Put every one of the lines below into a Markdown table with two columns, "Row" for the row number and "Line" for the line itself. Leave out any blank lines.

◆ ◆ ◆ ◆ ◆ ◆ ◆

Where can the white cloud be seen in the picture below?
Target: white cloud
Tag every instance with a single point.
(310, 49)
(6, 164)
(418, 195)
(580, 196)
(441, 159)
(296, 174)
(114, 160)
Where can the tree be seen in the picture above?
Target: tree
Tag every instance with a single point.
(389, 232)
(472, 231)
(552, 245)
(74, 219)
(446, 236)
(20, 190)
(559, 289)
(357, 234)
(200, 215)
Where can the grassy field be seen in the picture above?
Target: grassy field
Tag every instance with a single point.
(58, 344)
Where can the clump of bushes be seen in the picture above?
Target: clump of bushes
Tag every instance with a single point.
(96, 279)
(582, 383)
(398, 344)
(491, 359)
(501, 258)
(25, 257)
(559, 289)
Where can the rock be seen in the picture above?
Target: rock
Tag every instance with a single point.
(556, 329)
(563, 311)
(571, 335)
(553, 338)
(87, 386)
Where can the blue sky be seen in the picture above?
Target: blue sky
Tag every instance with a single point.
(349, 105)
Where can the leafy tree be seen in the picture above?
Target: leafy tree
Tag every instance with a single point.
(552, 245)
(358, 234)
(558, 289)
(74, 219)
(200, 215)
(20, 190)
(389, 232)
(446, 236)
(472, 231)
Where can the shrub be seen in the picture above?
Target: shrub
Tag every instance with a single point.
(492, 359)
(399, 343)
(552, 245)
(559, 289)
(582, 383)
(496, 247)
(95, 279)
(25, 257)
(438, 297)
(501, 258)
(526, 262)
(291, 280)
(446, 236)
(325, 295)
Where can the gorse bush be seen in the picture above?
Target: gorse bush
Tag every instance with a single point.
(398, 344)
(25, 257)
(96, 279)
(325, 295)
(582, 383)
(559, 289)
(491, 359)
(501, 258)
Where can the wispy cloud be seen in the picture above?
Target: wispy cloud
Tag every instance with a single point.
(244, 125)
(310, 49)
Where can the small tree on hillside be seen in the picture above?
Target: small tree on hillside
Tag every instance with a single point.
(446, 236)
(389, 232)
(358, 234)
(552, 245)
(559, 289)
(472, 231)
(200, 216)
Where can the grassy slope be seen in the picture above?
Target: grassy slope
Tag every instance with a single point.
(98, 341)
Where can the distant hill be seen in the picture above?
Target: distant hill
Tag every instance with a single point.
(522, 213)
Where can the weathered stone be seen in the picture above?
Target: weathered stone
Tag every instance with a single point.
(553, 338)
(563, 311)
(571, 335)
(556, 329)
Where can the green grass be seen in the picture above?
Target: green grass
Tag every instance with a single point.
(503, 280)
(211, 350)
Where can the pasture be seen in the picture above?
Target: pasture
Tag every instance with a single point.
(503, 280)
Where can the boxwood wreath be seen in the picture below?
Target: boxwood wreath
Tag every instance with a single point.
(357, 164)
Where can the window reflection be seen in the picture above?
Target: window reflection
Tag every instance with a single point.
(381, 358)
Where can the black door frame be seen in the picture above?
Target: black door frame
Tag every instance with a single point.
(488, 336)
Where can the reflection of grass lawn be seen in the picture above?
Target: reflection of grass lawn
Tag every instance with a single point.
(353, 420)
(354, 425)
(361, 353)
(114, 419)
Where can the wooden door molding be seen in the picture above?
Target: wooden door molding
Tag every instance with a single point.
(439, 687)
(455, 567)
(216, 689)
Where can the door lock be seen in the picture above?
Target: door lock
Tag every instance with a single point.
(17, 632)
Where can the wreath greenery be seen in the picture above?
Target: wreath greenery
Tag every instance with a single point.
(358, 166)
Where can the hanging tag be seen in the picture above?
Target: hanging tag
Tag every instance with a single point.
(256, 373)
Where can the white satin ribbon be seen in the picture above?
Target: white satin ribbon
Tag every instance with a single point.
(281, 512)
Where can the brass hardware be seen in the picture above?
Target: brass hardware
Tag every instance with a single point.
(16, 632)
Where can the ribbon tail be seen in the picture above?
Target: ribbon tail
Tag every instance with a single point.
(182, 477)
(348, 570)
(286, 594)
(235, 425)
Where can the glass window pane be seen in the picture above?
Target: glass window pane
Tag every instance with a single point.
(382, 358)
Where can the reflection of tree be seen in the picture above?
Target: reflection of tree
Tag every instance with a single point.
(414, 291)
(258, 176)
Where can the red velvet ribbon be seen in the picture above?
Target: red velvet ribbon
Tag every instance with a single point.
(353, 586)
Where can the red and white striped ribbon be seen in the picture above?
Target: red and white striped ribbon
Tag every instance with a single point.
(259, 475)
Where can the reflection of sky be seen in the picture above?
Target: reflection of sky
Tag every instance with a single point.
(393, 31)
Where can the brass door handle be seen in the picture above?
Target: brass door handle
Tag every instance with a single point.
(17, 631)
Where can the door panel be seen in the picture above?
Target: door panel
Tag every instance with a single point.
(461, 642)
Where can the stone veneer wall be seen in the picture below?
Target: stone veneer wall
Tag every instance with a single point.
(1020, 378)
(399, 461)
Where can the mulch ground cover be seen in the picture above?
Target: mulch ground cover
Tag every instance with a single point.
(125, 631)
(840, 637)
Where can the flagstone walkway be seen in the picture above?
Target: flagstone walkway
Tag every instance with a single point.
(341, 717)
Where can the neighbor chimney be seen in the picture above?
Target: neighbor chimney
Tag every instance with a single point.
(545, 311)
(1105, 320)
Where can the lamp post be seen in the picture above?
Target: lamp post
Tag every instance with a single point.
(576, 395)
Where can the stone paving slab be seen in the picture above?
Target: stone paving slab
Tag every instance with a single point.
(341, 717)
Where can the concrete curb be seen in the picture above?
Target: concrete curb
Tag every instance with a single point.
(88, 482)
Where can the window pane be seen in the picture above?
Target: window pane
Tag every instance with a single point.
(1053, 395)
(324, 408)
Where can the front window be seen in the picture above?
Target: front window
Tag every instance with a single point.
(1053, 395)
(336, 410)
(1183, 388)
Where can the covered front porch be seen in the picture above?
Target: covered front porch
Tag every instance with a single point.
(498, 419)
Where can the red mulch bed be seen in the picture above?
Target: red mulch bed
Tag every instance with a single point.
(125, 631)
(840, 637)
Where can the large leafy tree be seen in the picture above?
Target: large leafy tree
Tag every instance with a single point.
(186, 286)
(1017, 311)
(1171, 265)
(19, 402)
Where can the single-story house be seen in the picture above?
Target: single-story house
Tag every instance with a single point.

◆ ◆ ◆ ◆ ◆ ◆ ◆

Response for this exercise:
| Row | Line |
|---|---|
| 1 | Where can the white cloud be seen in the picture below? |
| 2 | Target: white cloud |
| 3 | Tag every instance with a single point. |
| 4 | (310, 49) |
| 5 | (6, 164) |
| 6 | (418, 195) |
| 7 | (580, 196) |
| 8 | (441, 159) |
| 9 | (296, 174) |
| 10 | (114, 160) |
| 11 | Where can the tree be seen in the picture above? |
| 12 | Target: tree |
| 13 | Tag every instance with a single point. |
| 14 | (389, 232) |
| 15 | (472, 231) |
| 16 | (552, 245) |
| 17 | (74, 219) |
| 18 | (446, 236) |
| 19 | (20, 190) |
| 20 | (559, 289) |
| 21 | (357, 234) |
| 22 | (200, 215) |
| 23 | Where can the grassy field be seen in the picture above? |
| 24 | Target: grassy field |
| 25 | Tag every instance with a single point. |
| 26 | (58, 344) |
| 27 | Where can the clump of bushes be seen in the picture above? |
| 28 | Target: clump of bushes |
| 29 | Tag every instance with a single point. |
| 30 | (96, 279) |
| 31 | (582, 383) |
| 32 | (398, 344) |
| 33 | (491, 359) |
| 34 | (501, 258) |
| 35 | (25, 257) |
| 36 | (559, 289) |
| 37 | Where can the rock be seen in the picture above? |
| 38 | Target: rock |
| 39 | Tag every instance with a single point. |
| 40 | (556, 329) |
| 41 | (563, 311) |
| 42 | (571, 335) |
| 43 | (553, 338) |
| 44 | (87, 386) |
| 45 | Where can the blue sky be seen in the picture above? |
| 46 | Target: blue sky |
| 47 | Tag every instance with a single point. |
| 48 | (349, 105) |
| 49 | Where can the leafy tree be seen in the picture above? |
| 50 | Target: leafy tree |
| 51 | Tag every instance with a single point. |
| 52 | (552, 245) |
| 53 | (358, 234) |
| 54 | (558, 289) |
| 55 | (74, 219) |
| 56 | (200, 215) |
| 57 | (20, 190) |
| 58 | (389, 232) |
| 59 | (446, 236) |
| 60 | (472, 231) |
| 61 | Where can the shrub be seen in the picture above? |
| 62 | Target: shrub |
| 63 | Tag every instance with a single point. |
| 64 | (492, 359) |
| 65 | (399, 343) |
| 66 | (552, 245) |
| 67 | (559, 289) |
| 68 | (582, 383) |
| 69 | (496, 247) |
| 70 | (95, 279) |
| 71 | (25, 257) |
| 72 | (438, 297) |
| 73 | (501, 258) |
| 74 | (526, 262) |
| 75 | (291, 280) |
| 76 | (446, 236) |
| 77 | (325, 295) |
| 78 | Where can the gorse bush be seen in the picture above? |
| 79 | Target: gorse bush |
| 80 | Tag every instance with a single point. |
| 81 | (398, 344) |
| 82 | (25, 257) |
| 83 | (96, 279) |
| 84 | (325, 295) |
| 85 | (582, 383) |
| 86 | (559, 289) |
| 87 | (491, 359) |
| 88 | (501, 258) |
| 89 | Where can the wispy cloud be seen in the picture above? |
| 90 | Target: wispy cloud |
| 91 | Tag every instance with a single point. |
| 92 | (244, 125) |
| 93 | (310, 49) |
| 94 | Where can the small tree on hillside be seen in the picture above? |
| 95 | Target: small tree on hillside |
| 96 | Tag every instance with a single point. |
| 97 | (446, 236) |
| 98 | (389, 232) |
| 99 | (358, 234) |
| 100 | (552, 245) |
| 101 | (559, 289) |
| 102 | (472, 231) |
| 103 | (200, 216) |
| 104 | Where can the grassy slope be seen in the picture above? |
| 105 | Target: grassy slope |
| 106 | Tag every instance with a single point. |
| 107 | (98, 341) |
| 108 | Where can the distant hill be seen in the picture above? |
| 109 | Target: distant hill |
| 110 | Tag every instance with a single point. |
| 111 | (522, 213) |
| 112 | Where can the weathered stone be seen in the picture above? |
| 113 | Target: weathered stone |
| 114 | Tag every instance with a single point. |
| 115 | (553, 338) |
| 116 | (563, 311) |
| 117 | (571, 335) |
| 118 | (556, 329) |
| 119 | Where can the green grass be seen in the picture above? |
| 120 | Target: green grass |
| 121 | Tag every instance with a single point. |
| 122 | (503, 280) |
| 123 | (211, 350) |
| 124 | Where can the pasture be seen in the picture above? |
| 125 | Target: pasture |
| 126 | Tag every instance with a single point. |
| 127 | (503, 280) |
| 128 | Where can the boxwood wreath be seen in the picture below? |
| 129 | Target: boxwood wreath |
| 130 | Tag every instance with a single point. |
| 131 | (357, 164) |
| 132 | Where can the window reflection be seen in the picture above? |
| 133 | Target: window reflection |
| 134 | Tag every instance with a single point. |
| 135 | (381, 358) |
| 136 | Where can the black door frame be seen in the picture above? |
| 137 | Target: black door frame |
| 138 | Tag every instance with a single point. |
| 139 | (488, 336) |
| 140 | Where can the reflection of grass lawn be seen in the picture above? |
| 141 | Target: reflection of grass lawn |
| 142 | Tag every instance with a single point. |
| 143 | (353, 420) |
| 144 | (354, 425) |
| 145 | (361, 353) |
| 146 | (114, 419) |
| 147 | Where can the wooden door molding be seen in the picture above? |
| 148 | Target: wooden door molding |
| 149 | Tag every instance with a single point. |
| 150 | (439, 687) |
| 151 | (455, 567) |
| 152 | (216, 689) |
| 153 | Where can the door lock be seen in the picture above? |
| 154 | Target: door lock |
| 155 | Tag every instance with a single point. |
| 156 | (17, 632) |
| 157 | Where can the wreath greenery be seen in the picture above? |
| 158 | Target: wreath greenery |
| 159 | Tag every instance with a single point. |
| 160 | (358, 166) |
| 161 | Where can the hanging tag be seen in the picture above? |
| 162 | Target: hanging tag |
| 163 | Tag every instance with a single point. |
| 164 | (256, 373) |
| 165 | Where can the white satin ribbon be seen in the picture above? |
| 166 | Target: white satin ribbon |
| 167 | Tag every instance with a single point. |
| 168 | (281, 512) |
| 169 | Where can the brass hardware be seen in the picture above? |
| 170 | Target: brass hardware |
| 171 | Tag every instance with a single point. |
| 172 | (16, 632) |
| 173 | Where can the ribbon tail be seen in the picture above? |
| 174 | Target: ribbon tail |
| 175 | Tag every instance with a single point. |
| 176 | (182, 477) |
| 177 | (348, 570) |
| 178 | (286, 594) |
| 179 | (235, 425) |
| 180 | Where can the glass window pane be seen in the picture above? |
| 181 | Target: glass window pane |
| 182 | Tag every instance with a single point. |
| 183 | (382, 358) |
| 184 | Where can the reflection of tree be seen in the picture above? |
| 185 | Target: reflection of tree |
| 186 | Tag every instance with a single point. |
| 187 | (414, 291) |
| 188 | (258, 176) |
| 189 | Where can the red velvet ribbon be seen in the picture above? |
| 190 | Target: red velvet ribbon |
| 191 | Tag every instance with a single point. |
| 192 | (353, 586) |
| 193 | Where can the red and white striped ribbon be seen in the picture above? |
| 194 | Target: red and white striped ribbon |
| 195 | Tag every instance with a single point. |
| 196 | (259, 475) |
| 197 | Where can the reflection of sky be seen in the picture above? |
| 198 | Target: reflection of sky |
| 199 | Tag every instance with a single point. |
| 200 | (393, 31) |
| 201 | Where can the brass door handle be seen in the picture above? |
| 202 | Target: brass door handle |
| 203 | Tag every instance with a single point. |
| 204 | (17, 631) |
| 205 | Where can the door panel be seen in the picture above? |
| 206 | Target: door panel |
| 207 | Tag every instance with a single point. |
| 208 | (461, 642) |
| 209 | Where can the stone veneer wall be seen in the picture below? |
| 210 | Target: stone veneer wall |
| 211 | Tag every instance with a single point. |
| 212 | (1020, 378) |
| 213 | (399, 461) |
| 214 | Where can the mulch ground cover be seen in the picture above? |
| 215 | Target: mulch ground cover |
| 216 | Tag every instance with a single point. |
| 217 | (125, 631) |
| 218 | (840, 637) |
| 219 | Where can the flagstone walkway be seen in the picture above? |
| 220 | Target: flagstone walkway |
| 221 | Tag every instance with a single point. |
| 222 | (341, 717) |
| 223 | Where can the neighbor chimney be seen in the picture above? |
| 224 | Target: neighbor chimney |
| 225 | Tag every instance with a single point. |
| 226 | (545, 311) |
| 227 | (1105, 320) |
| 228 | Where can the lamp post be seen in the picture above? |
| 229 | Target: lamp post |
| 230 | Tag every instance with a single point. |
| 231 | (576, 395) |
| 232 | Where can the stone paving slab be seen in the picture above? |
| 233 | Target: stone paving slab |
| 234 | Tag every instance with a single point. |
| 235 | (341, 717) |
| 236 | Where can the concrete curb be seen in the picture above? |
| 237 | Target: concrete curb |
| 238 | Tag every instance with a single point. |
| 239 | (88, 482) |
| 240 | Where can the window pane be seen in the picture above? |
| 241 | Target: window pane |
| 242 | Tag every instance with a single point. |
| 243 | (1053, 395) |
| 244 | (324, 408) |
| 245 | Where can the front window be seen in the picture above? |
| 246 | Target: front window |
| 247 | Tag every instance with a single point. |
| 248 | (1053, 395) |
| 249 | (336, 410) |
| 250 | (1183, 388) |
| 251 | Where can the covered front porch be seen in the picture above? |
| 252 | Target: covered front porch |
| 253 | Tag every instance with a single point. |
| 254 | (498, 419) |
| 255 | Where can the red mulch bed be seen in the picture above? |
| 256 | Target: red mulch bed |
| 257 | Tag every instance with a single point. |
| 258 | (125, 631) |
| 259 | (840, 637) |
| 260 | Where can the large leafy tree be seen in the picture above? |
| 261 | Target: large leafy tree |
| 262 | Tag every instance with a single point. |
| 263 | (186, 286) |
| 264 | (1017, 311) |
| 265 | (1171, 265) |
| 266 | (19, 402) |
| 267 | Where can the single-story house be seen in the picture above? |
| 268 | Target: single-story house |
| 269 | Tag every instance with a single point. |